**Problem to work on**
Take the line that contains "[point] at the flower stem" as the first and the last line of the material as the final one; set down exactly the lines in that span.

Stored data entries
===
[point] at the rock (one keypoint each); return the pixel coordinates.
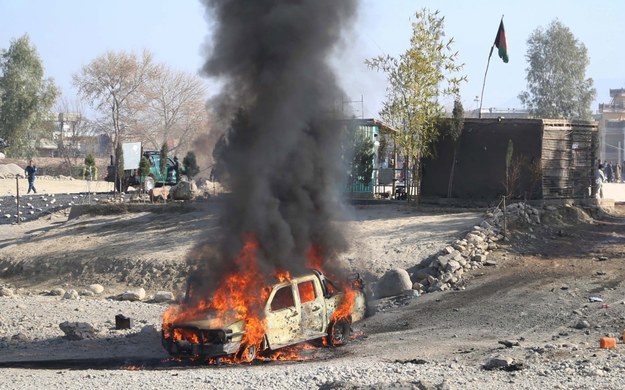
(164, 296)
(448, 250)
(423, 273)
(393, 283)
(479, 258)
(509, 343)
(6, 292)
(498, 362)
(474, 238)
(57, 291)
(96, 288)
(185, 190)
(582, 324)
(133, 295)
(452, 266)
(87, 293)
(71, 294)
(78, 330)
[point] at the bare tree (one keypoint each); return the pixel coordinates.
(113, 84)
(172, 109)
(74, 130)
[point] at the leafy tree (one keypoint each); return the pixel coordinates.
(455, 130)
(417, 78)
(90, 171)
(25, 96)
(556, 75)
(362, 153)
(113, 85)
(189, 164)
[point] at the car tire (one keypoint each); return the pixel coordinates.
(338, 332)
(246, 353)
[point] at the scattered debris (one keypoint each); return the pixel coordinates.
(78, 330)
(509, 343)
(123, 322)
(607, 342)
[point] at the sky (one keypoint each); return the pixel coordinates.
(68, 34)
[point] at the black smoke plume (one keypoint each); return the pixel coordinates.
(280, 155)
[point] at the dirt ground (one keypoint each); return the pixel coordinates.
(543, 282)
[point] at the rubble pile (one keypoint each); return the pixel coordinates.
(444, 271)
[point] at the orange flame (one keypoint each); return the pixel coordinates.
(242, 295)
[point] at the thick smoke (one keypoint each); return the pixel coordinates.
(280, 155)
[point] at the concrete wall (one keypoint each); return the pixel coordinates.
(480, 170)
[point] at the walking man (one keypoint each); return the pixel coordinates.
(599, 179)
(30, 171)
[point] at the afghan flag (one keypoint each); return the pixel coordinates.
(500, 42)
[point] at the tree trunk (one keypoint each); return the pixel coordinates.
(451, 172)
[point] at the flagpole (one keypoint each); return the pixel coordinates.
(490, 54)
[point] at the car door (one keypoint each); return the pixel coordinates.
(283, 317)
(312, 308)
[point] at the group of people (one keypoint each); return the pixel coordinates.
(608, 173)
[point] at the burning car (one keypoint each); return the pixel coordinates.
(294, 310)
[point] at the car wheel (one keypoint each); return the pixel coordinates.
(338, 332)
(246, 353)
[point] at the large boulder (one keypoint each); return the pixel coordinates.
(133, 295)
(6, 292)
(393, 283)
(96, 288)
(185, 190)
(78, 330)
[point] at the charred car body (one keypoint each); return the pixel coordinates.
(297, 310)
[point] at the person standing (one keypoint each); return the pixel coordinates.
(599, 179)
(609, 172)
(31, 170)
(177, 169)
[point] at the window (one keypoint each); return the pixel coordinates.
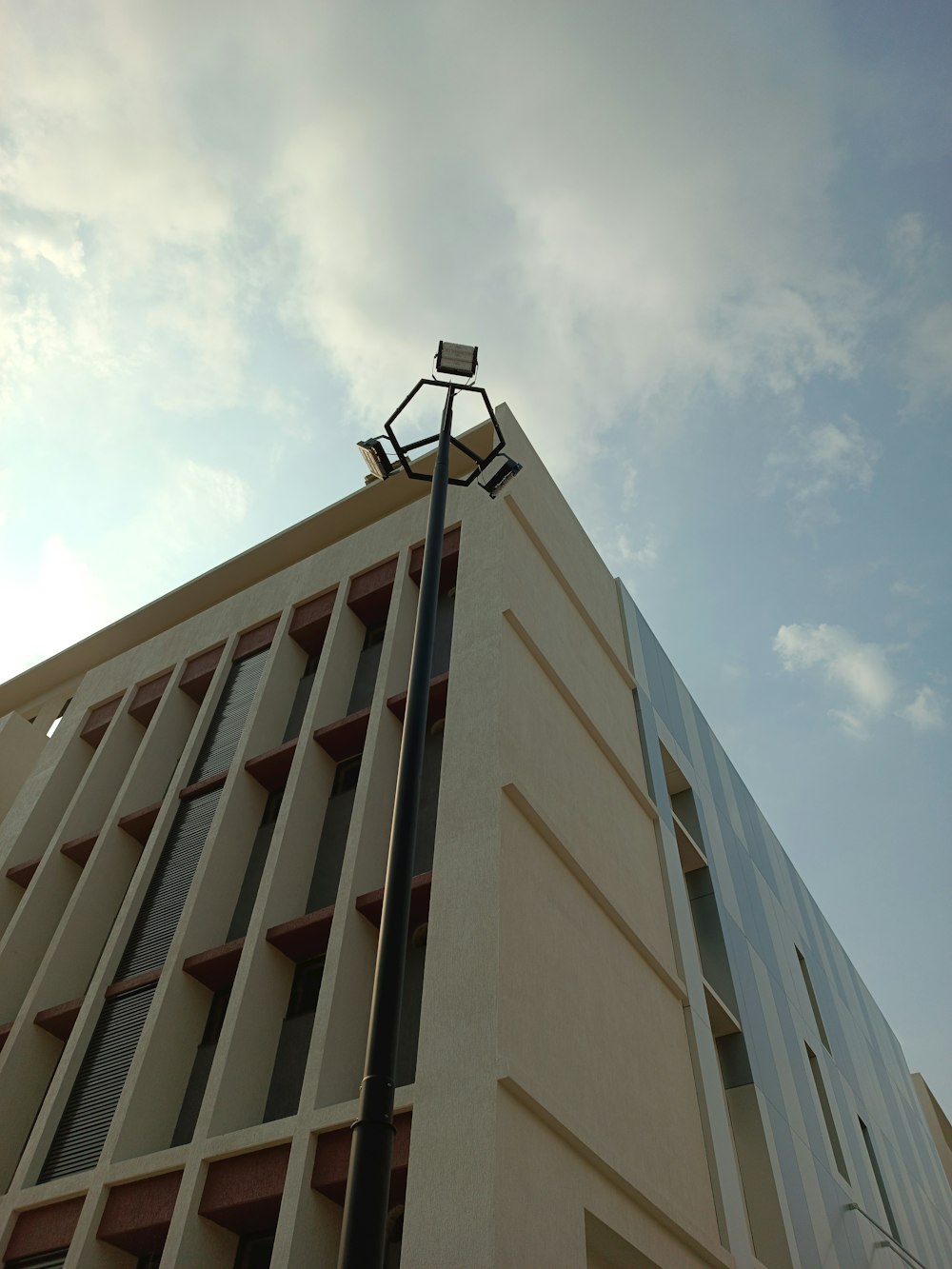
(201, 1069)
(56, 721)
(295, 1042)
(367, 665)
(880, 1184)
(826, 1113)
(255, 1250)
(814, 1004)
(394, 1238)
(301, 697)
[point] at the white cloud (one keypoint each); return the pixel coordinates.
(819, 464)
(604, 232)
(908, 235)
(196, 506)
(925, 712)
(644, 556)
(57, 602)
(861, 667)
(928, 358)
(909, 590)
(863, 670)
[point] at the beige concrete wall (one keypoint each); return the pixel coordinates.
(554, 1085)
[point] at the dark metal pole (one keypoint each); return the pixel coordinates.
(372, 1142)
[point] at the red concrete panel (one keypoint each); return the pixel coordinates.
(437, 705)
(272, 769)
(243, 1193)
(448, 564)
(310, 621)
(44, 1229)
(331, 1161)
(79, 849)
(137, 1216)
(60, 1020)
(22, 875)
(140, 823)
(253, 641)
(346, 738)
(304, 938)
(98, 721)
(216, 968)
(369, 593)
(148, 697)
(137, 980)
(371, 905)
(200, 671)
(206, 785)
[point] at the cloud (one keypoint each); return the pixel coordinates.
(605, 233)
(819, 464)
(908, 235)
(193, 507)
(57, 601)
(927, 712)
(928, 358)
(644, 556)
(863, 670)
(861, 667)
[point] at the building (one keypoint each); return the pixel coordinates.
(636, 1041)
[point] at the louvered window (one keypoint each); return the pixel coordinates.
(162, 907)
(255, 867)
(228, 720)
(91, 1104)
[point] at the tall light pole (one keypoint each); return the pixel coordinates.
(362, 1241)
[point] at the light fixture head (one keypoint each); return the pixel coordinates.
(456, 359)
(376, 457)
(502, 476)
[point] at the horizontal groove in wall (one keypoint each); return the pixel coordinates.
(562, 688)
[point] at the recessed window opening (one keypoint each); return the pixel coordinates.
(826, 1113)
(367, 666)
(303, 696)
(375, 635)
(295, 1042)
(394, 1238)
(411, 1005)
(814, 1002)
(331, 845)
(307, 987)
(201, 1069)
(880, 1183)
(56, 721)
(347, 776)
(255, 1250)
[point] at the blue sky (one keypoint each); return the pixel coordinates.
(706, 252)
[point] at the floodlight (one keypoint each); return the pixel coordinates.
(376, 457)
(456, 359)
(502, 476)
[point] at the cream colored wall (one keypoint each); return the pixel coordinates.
(547, 933)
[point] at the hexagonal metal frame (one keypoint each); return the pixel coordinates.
(403, 450)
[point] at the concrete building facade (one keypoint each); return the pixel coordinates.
(628, 1040)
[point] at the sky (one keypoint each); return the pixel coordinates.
(706, 252)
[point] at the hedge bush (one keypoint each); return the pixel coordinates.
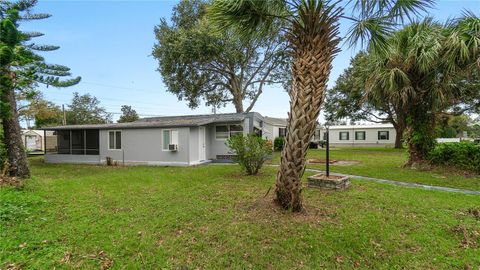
(464, 155)
(250, 151)
(278, 143)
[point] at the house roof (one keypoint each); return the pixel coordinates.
(164, 121)
(36, 132)
(275, 121)
(374, 126)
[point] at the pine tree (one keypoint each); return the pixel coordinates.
(21, 69)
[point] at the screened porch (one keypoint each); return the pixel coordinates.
(74, 142)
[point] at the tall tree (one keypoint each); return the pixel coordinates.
(128, 114)
(21, 67)
(349, 99)
(312, 31)
(219, 67)
(86, 109)
(42, 112)
(420, 68)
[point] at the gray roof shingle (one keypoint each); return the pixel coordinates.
(164, 121)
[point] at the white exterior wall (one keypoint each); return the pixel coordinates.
(371, 137)
(144, 146)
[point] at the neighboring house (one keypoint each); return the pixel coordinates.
(277, 127)
(172, 140)
(361, 135)
(34, 140)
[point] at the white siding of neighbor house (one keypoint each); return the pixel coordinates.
(371, 136)
(268, 131)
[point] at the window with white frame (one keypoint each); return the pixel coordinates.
(223, 132)
(383, 135)
(360, 135)
(169, 136)
(344, 136)
(114, 140)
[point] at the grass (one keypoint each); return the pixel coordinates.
(387, 163)
(214, 217)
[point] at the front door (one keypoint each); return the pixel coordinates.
(201, 143)
(31, 143)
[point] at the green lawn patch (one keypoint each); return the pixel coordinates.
(387, 163)
(214, 217)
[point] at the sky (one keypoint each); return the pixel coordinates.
(109, 43)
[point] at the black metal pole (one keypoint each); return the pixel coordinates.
(327, 163)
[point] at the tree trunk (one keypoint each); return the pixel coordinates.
(238, 102)
(420, 136)
(399, 130)
(313, 52)
(17, 158)
(236, 90)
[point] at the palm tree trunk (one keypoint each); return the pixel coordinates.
(399, 130)
(17, 158)
(313, 52)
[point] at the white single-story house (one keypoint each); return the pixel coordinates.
(170, 140)
(361, 135)
(34, 140)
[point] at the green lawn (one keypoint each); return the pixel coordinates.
(387, 163)
(214, 217)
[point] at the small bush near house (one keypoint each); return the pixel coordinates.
(278, 143)
(250, 151)
(464, 155)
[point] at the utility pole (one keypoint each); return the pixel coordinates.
(64, 115)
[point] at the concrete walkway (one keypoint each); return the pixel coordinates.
(404, 184)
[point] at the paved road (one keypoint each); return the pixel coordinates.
(405, 184)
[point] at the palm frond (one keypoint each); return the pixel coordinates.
(375, 20)
(247, 17)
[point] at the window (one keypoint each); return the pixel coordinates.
(91, 142)
(78, 142)
(383, 135)
(169, 137)
(114, 140)
(344, 136)
(360, 135)
(223, 132)
(236, 129)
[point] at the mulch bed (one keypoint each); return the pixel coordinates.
(333, 162)
(9, 181)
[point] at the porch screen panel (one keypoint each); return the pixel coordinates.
(111, 140)
(63, 141)
(92, 142)
(78, 142)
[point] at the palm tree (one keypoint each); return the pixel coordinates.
(420, 69)
(312, 31)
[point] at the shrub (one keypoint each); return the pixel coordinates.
(278, 143)
(251, 151)
(464, 155)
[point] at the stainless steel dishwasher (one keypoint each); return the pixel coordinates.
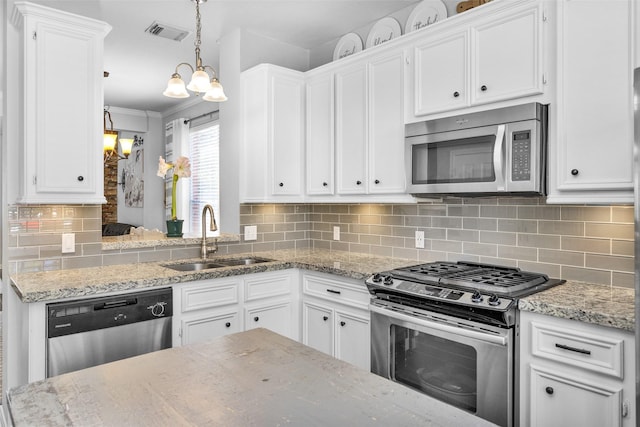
(89, 332)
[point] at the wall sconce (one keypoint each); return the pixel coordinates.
(111, 141)
(125, 145)
(110, 137)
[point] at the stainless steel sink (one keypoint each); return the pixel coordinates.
(195, 266)
(243, 261)
(219, 263)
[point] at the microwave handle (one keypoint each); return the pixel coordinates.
(498, 158)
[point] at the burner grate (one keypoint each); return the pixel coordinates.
(500, 279)
(471, 276)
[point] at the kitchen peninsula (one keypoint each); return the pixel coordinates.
(250, 378)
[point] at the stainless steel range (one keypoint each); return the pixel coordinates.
(447, 330)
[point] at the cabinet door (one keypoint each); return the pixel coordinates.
(319, 130)
(276, 317)
(562, 401)
(353, 339)
(441, 75)
(317, 328)
(351, 129)
(62, 152)
(205, 326)
(507, 56)
(386, 124)
(595, 120)
(287, 134)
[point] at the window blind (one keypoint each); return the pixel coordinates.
(204, 147)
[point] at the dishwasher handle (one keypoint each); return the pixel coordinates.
(116, 303)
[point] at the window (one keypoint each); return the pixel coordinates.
(204, 143)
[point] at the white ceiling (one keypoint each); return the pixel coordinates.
(140, 64)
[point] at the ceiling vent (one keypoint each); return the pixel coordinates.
(166, 31)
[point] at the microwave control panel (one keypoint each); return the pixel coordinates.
(521, 156)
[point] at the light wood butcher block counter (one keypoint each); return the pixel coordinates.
(253, 378)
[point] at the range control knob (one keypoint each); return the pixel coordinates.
(494, 300)
(476, 297)
(157, 309)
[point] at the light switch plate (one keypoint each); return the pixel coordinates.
(251, 232)
(68, 243)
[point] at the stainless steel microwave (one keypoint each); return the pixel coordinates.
(496, 152)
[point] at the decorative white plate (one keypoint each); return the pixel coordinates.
(347, 45)
(425, 14)
(382, 31)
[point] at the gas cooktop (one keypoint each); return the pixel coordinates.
(462, 282)
(502, 281)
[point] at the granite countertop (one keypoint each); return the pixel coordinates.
(598, 304)
(253, 378)
(150, 239)
(62, 284)
(586, 302)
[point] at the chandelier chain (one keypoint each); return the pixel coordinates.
(197, 42)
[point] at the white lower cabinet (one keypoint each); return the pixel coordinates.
(573, 373)
(212, 308)
(335, 317)
(273, 316)
(206, 309)
(205, 326)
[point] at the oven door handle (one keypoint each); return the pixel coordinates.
(439, 326)
(498, 158)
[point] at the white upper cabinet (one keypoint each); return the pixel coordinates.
(591, 160)
(369, 125)
(487, 57)
(273, 134)
(442, 74)
(62, 92)
(320, 139)
(507, 55)
(386, 128)
(351, 129)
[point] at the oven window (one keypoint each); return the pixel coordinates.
(458, 161)
(443, 369)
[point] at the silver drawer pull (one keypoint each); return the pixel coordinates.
(577, 350)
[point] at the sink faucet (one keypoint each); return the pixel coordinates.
(204, 251)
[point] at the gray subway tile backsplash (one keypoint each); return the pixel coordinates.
(588, 243)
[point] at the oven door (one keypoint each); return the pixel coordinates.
(465, 364)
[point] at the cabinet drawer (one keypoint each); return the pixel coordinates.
(211, 294)
(197, 327)
(262, 286)
(588, 351)
(345, 293)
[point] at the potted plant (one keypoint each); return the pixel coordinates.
(181, 169)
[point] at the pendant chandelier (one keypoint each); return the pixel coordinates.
(200, 82)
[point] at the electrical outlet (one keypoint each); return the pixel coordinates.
(250, 232)
(68, 243)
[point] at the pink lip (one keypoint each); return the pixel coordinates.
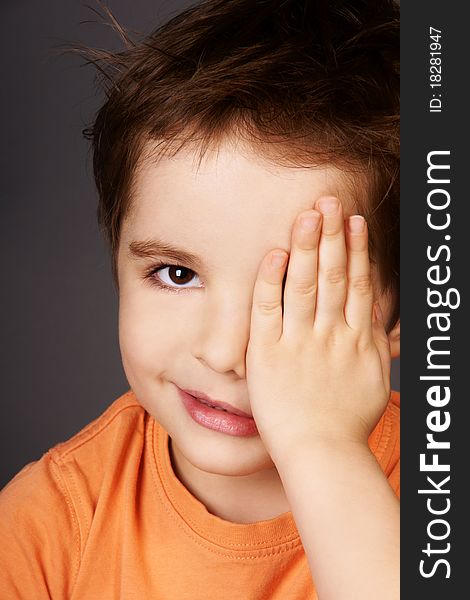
(207, 400)
(230, 420)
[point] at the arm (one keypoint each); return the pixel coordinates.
(318, 374)
(348, 519)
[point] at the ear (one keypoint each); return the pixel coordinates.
(394, 339)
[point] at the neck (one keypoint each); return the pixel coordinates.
(243, 499)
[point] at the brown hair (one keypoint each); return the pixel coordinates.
(311, 81)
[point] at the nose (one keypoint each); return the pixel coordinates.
(223, 335)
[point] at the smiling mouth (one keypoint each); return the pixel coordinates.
(218, 416)
(217, 404)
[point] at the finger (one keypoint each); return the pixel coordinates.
(332, 261)
(382, 344)
(266, 313)
(301, 281)
(360, 294)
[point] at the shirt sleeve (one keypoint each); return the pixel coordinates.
(40, 544)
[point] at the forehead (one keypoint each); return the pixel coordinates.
(234, 200)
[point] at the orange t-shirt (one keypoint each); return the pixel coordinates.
(103, 516)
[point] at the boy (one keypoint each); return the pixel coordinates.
(256, 454)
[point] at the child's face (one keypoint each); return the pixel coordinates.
(228, 215)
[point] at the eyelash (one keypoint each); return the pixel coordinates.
(156, 281)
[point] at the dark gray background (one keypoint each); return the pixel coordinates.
(60, 364)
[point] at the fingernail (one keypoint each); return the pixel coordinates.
(328, 206)
(378, 312)
(310, 222)
(356, 224)
(278, 260)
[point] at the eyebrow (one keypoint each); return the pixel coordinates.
(158, 249)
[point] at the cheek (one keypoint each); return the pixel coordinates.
(151, 333)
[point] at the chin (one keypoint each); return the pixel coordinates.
(222, 454)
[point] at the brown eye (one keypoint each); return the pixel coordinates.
(176, 276)
(180, 275)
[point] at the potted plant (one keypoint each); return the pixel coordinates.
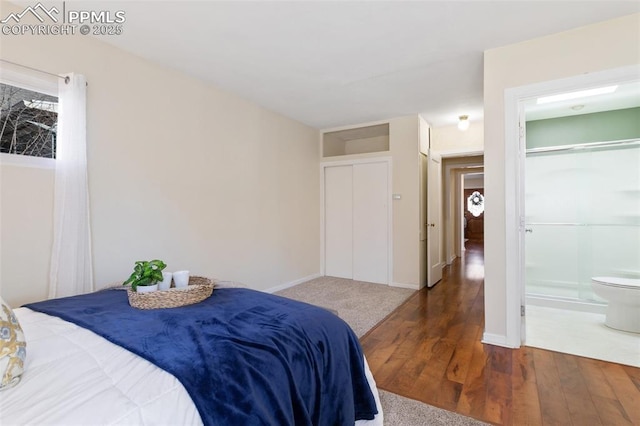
(146, 275)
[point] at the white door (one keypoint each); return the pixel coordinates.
(434, 219)
(338, 205)
(370, 223)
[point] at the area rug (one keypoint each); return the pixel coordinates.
(401, 411)
(362, 305)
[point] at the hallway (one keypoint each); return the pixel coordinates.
(429, 349)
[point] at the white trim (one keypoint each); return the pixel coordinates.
(350, 162)
(455, 153)
(27, 161)
(496, 340)
(403, 285)
(514, 175)
(569, 305)
(292, 283)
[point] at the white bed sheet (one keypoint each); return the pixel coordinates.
(75, 377)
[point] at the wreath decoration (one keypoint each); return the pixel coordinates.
(475, 203)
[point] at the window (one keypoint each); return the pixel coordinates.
(28, 122)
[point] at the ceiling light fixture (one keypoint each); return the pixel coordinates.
(576, 95)
(463, 122)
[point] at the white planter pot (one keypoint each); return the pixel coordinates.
(181, 278)
(146, 288)
(165, 284)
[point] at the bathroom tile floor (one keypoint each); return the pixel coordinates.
(580, 333)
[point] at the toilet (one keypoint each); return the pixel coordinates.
(623, 295)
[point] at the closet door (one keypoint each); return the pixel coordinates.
(338, 203)
(370, 223)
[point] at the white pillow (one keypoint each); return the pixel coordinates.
(13, 348)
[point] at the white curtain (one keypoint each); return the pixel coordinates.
(71, 271)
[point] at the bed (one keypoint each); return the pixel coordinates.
(239, 357)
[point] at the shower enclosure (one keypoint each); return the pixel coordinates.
(582, 205)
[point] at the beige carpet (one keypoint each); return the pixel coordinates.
(363, 305)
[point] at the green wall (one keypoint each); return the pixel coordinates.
(596, 127)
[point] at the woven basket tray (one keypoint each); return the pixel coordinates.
(199, 288)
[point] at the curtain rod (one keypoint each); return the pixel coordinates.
(65, 78)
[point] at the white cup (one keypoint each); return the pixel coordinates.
(165, 284)
(181, 278)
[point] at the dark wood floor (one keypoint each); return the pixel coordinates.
(429, 349)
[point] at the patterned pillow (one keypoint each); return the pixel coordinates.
(12, 348)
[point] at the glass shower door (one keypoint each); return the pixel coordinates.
(582, 218)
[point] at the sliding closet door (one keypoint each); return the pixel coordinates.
(338, 184)
(370, 223)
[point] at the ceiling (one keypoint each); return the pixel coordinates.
(337, 63)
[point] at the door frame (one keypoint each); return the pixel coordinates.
(350, 162)
(515, 154)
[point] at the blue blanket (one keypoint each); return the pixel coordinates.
(244, 357)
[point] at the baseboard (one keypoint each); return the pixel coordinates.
(497, 340)
(292, 283)
(402, 285)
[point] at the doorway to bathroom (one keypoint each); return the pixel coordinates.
(581, 199)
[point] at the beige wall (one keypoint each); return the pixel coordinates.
(607, 45)
(449, 140)
(183, 171)
(26, 221)
(403, 144)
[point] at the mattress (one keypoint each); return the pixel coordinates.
(75, 377)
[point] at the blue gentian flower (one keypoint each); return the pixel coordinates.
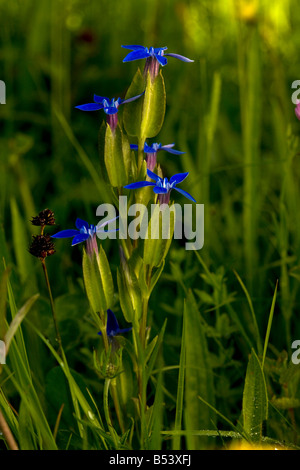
(110, 107)
(163, 186)
(85, 233)
(151, 152)
(153, 148)
(112, 326)
(141, 52)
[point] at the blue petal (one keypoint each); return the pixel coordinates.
(132, 99)
(140, 184)
(134, 147)
(157, 49)
(153, 176)
(112, 325)
(178, 178)
(90, 107)
(185, 194)
(170, 150)
(149, 148)
(99, 99)
(125, 330)
(107, 222)
(134, 47)
(161, 59)
(65, 234)
(137, 54)
(81, 237)
(160, 190)
(81, 223)
(110, 110)
(180, 57)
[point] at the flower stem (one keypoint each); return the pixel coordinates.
(58, 338)
(106, 411)
(7, 433)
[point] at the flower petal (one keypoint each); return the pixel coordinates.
(180, 57)
(170, 150)
(110, 110)
(81, 237)
(139, 184)
(99, 99)
(112, 325)
(153, 176)
(136, 55)
(134, 47)
(178, 178)
(184, 193)
(160, 190)
(161, 59)
(125, 330)
(65, 234)
(107, 222)
(132, 99)
(90, 107)
(81, 223)
(158, 49)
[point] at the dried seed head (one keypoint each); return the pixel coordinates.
(45, 217)
(42, 246)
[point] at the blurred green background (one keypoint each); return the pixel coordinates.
(230, 111)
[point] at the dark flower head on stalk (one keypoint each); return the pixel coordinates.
(45, 217)
(109, 106)
(41, 246)
(155, 56)
(151, 152)
(85, 233)
(112, 326)
(163, 186)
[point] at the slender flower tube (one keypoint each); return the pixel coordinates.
(297, 110)
(112, 326)
(84, 233)
(155, 56)
(162, 186)
(151, 152)
(110, 107)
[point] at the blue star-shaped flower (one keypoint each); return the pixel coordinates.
(84, 231)
(155, 147)
(141, 52)
(108, 106)
(112, 326)
(162, 185)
===
**Task answer**
[point] at the flower stem (one keypoint each); return the pixel coordinates.
(58, 338)
(106, 411)
(7, 433)
[point] at the flower petal (one keypoint each); return the pixel coordinates.
(180, 57)
(170, 150)
(110, 110)
(81, 237)
(139, 184)
(99, 99)
(112, 325)
(153, 176)
(136, 55)
(134, 47)
(178, 178)
(184, 193)
(160, 190)
(161, 59)
(125, 330)
(65, 234)
(107, 222)
(132, 99)
(90, 107)
(81, 223)
(158, 49)
[point] at the dried seed head (one keypoint each); return the pixel coordinates.
(45, 217)
(42, 246)
[point] at the blurred green background (one keypoint each); return the pixel coordinates.
(230, 111)
[point] at the dark flower head on stalk (one keypoint each); return the pixel coordinates.
(45, 217)
(109, 106)
(41, 246)
(155, 56)
(151, 152)
(85, 233)
(112, 326)
(163, 186)
[point] at the slender flower tube (one keypoint each); return the pixel coordinates.
(297, 110)
(112, 326)
(84, 233)
(155, 56)
(162, 186)
(151, 152)
(110, 107)
[point] at the blue star-shaped flower (one keypoint each); return the pixel coordinates.
(84, 231)
(155, 147)
(141, 52)
(108, 106)
(112, 326)
(162, 185)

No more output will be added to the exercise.